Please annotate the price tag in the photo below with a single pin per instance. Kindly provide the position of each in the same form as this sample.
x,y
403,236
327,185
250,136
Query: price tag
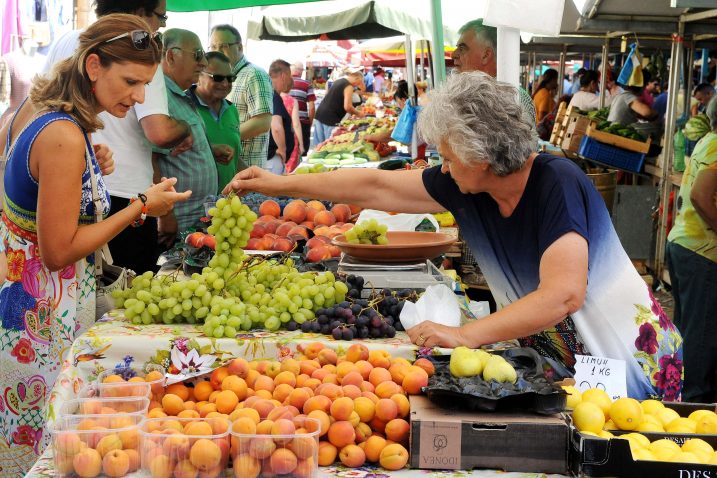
x,y
600,372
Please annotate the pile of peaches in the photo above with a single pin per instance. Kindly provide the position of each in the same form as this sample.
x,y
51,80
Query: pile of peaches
x,y
279,230
270,417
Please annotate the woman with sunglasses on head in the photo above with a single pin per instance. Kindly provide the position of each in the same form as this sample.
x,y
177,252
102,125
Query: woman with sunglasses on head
x,y
219,115
48,230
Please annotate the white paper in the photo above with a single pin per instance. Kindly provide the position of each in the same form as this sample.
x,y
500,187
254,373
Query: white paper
x,y
437,304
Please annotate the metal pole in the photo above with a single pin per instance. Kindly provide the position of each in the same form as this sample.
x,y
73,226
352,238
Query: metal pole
x,y
668,149
603,71
437,19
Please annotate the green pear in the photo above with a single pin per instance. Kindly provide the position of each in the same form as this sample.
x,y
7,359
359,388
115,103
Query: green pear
x,y
500,370
465,362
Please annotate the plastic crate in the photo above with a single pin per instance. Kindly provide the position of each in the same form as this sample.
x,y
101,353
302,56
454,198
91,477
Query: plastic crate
x,y
604,153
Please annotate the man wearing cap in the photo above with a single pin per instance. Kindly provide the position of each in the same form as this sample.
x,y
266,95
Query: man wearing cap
x,y
304,94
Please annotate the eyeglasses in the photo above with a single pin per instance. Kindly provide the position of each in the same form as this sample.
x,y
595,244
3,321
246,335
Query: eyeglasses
x,y
162,16
141,39
220,78
198,54
222,46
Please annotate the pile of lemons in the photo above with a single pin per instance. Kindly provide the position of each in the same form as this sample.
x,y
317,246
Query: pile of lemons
x,y
595,414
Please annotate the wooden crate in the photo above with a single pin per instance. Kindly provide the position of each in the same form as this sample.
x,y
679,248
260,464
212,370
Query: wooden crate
x,y
619,141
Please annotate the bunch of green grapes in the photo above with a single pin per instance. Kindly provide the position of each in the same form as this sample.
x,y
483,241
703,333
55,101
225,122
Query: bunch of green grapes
x,y
367,232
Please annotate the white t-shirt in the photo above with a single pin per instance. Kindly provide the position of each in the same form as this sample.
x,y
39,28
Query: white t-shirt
x,y
124,136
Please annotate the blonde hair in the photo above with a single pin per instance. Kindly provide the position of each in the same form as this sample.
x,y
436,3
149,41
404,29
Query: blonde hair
x,y
68,88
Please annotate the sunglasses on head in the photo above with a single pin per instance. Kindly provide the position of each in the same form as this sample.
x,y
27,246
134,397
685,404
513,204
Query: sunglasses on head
x,y
220,78
141,39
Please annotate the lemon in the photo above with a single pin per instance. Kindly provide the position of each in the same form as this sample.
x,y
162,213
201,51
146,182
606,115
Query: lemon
x,y
651,406
626,413
697,444
681,425
707,425
588,417
600,398
643,454
574,396
666,415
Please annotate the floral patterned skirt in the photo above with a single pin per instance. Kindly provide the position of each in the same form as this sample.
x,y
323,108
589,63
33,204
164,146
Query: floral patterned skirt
x,y
41,314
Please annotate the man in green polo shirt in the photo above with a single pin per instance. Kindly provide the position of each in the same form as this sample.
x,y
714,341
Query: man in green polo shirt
x,y
220,118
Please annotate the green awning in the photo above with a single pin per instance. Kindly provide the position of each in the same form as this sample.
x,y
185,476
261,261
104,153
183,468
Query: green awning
x,y
213,5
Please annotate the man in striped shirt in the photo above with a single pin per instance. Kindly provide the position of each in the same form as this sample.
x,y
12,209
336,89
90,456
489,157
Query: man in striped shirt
x,y
304,94
252,94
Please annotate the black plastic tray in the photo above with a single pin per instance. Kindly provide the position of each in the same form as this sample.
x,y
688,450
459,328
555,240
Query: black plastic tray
x,y
532,391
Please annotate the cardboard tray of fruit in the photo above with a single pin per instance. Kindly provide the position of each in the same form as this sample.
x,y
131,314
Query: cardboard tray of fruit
x,y
532,391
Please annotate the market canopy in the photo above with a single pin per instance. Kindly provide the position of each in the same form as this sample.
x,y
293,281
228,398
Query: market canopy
x,y
346,19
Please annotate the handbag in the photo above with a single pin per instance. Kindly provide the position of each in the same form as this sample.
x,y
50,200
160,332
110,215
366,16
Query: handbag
x,y
109,276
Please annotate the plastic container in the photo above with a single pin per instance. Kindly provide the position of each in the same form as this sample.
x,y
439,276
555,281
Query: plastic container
x,y
264,455
617,157
96,445
103,406
172,446
130,382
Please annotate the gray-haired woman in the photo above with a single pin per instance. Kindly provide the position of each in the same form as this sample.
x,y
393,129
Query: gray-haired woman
x,y
539,231
692,262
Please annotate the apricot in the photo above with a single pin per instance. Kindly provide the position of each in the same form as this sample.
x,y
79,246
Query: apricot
x,y
227,400
87,463
393,457
246,466
205,454
327,453
236,385
341,408
352,456
341,433
373,447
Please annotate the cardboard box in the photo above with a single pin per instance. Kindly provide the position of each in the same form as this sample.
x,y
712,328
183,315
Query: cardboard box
x,y
450,439
595,457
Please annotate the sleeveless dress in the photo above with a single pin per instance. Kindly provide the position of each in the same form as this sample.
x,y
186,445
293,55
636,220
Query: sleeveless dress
x,y
41,312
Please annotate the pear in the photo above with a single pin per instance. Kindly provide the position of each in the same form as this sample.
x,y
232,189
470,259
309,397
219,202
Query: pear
x,y
465,362
500,370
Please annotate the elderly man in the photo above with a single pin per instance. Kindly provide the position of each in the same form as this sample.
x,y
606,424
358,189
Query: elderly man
x,y
183,61
252,95
281,142
221,118
303,91
537,226
476,51
131,138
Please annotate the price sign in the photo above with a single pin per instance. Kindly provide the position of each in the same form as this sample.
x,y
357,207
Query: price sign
x,y
600,372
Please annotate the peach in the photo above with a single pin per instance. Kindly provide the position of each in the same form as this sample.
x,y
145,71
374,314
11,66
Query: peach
x,y
341,408
160,467
388,389
393,457
341,433
205,454
261,447
397,430
185,469
327,453
352,456
404,406
108,443
270,208
379,358
415,380
246,466
373,447
87,463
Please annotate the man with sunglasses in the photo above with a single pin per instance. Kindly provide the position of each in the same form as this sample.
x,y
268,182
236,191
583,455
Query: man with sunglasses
x,y
252,94
130,138
221,118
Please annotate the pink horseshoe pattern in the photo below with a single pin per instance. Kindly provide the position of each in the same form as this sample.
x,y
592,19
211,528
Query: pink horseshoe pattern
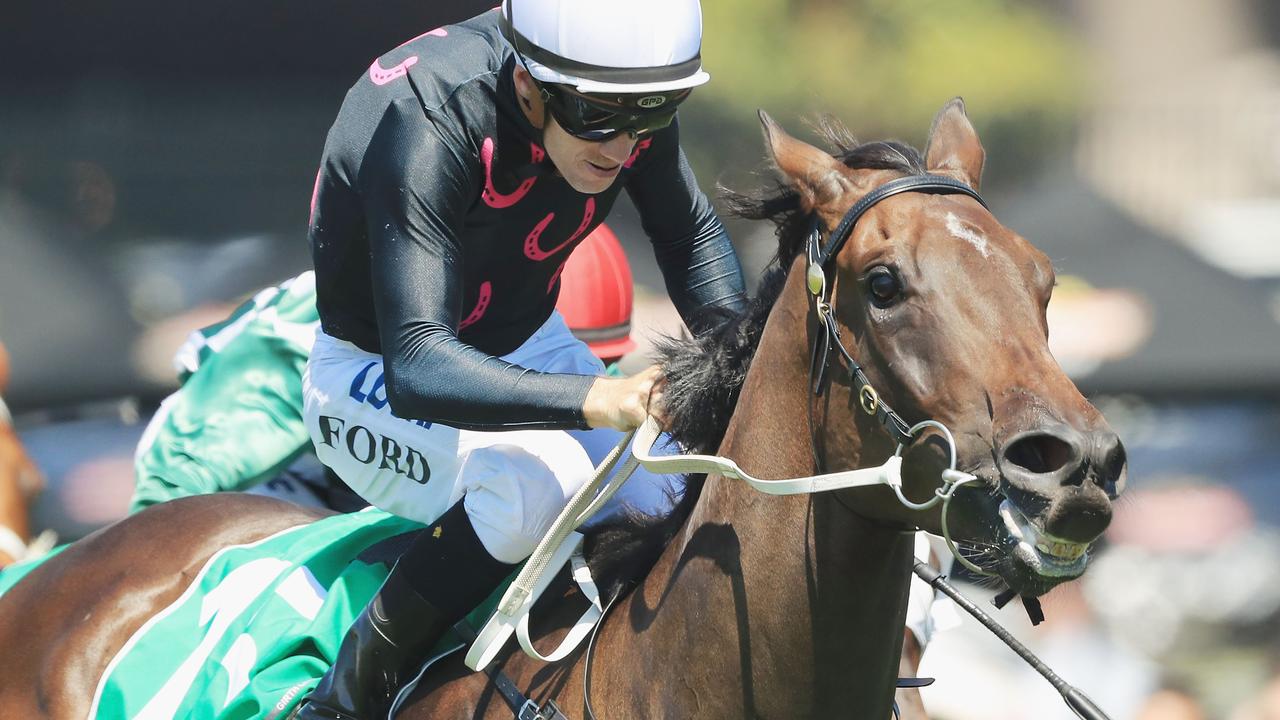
x,y
635,154
535,253
382,76
490,195
481,306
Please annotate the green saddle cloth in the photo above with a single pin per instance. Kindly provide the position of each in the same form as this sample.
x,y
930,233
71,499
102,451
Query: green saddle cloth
x,y
257,628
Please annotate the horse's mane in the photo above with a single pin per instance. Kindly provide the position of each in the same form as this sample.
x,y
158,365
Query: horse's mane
x,y
704,374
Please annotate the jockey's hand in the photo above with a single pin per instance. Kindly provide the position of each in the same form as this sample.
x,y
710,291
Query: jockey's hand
x,y
622,404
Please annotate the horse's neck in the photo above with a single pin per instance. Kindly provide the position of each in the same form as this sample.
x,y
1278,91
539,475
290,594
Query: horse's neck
x,y
777,606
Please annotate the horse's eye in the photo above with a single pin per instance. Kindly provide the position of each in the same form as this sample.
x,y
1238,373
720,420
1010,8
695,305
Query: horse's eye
x,y
885,287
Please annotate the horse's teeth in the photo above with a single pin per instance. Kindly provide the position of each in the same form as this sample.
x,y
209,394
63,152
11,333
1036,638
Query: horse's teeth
x,y
1061,550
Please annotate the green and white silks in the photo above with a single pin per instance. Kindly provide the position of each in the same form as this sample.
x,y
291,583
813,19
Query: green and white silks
x,y
237,419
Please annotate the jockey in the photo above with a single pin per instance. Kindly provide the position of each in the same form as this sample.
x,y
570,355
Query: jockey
x,y
461,172
236,423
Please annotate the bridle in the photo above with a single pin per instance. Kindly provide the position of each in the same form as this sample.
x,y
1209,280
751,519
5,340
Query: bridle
x,y
821,260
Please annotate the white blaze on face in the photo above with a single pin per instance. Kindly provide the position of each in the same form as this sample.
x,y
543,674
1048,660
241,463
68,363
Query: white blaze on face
x,y
967,235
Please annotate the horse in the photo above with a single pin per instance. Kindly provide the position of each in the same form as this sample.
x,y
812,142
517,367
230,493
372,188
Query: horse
x,y
758,606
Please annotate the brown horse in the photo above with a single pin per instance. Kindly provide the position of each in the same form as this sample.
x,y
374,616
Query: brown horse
x,y
759,606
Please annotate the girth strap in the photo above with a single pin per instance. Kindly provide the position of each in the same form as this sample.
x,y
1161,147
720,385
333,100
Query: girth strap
x,y
516,700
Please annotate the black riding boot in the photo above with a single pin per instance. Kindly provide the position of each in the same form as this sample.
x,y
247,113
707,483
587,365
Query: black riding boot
x,y
443,575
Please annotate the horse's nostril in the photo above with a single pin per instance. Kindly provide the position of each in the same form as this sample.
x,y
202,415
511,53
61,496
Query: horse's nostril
x,y
1040,454
1112,460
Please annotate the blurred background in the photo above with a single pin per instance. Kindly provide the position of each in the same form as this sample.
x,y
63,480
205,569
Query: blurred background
x,y
156,162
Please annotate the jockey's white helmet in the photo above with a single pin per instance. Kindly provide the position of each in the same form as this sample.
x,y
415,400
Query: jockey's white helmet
x,y
615,46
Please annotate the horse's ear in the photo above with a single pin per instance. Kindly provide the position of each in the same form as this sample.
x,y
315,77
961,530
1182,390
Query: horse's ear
x,y
819,177
954,146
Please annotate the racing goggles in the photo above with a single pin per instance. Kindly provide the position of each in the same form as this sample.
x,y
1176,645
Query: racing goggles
x,y
598,117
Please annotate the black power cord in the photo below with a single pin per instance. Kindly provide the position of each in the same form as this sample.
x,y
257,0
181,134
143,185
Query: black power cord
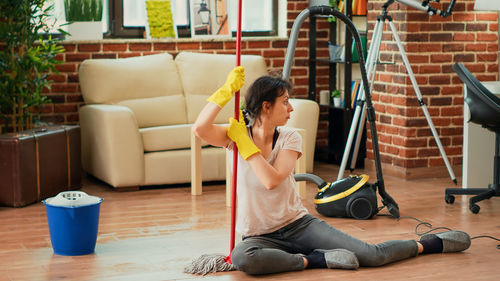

* The task *
Pick out each line in the rows above that contains the word "striped".

* Final result *
Please annotate the man in striped shirt in the photo above with a single pin per instance. Kindly provide the position of each in the same form as this sample.
Query: man in striped shirt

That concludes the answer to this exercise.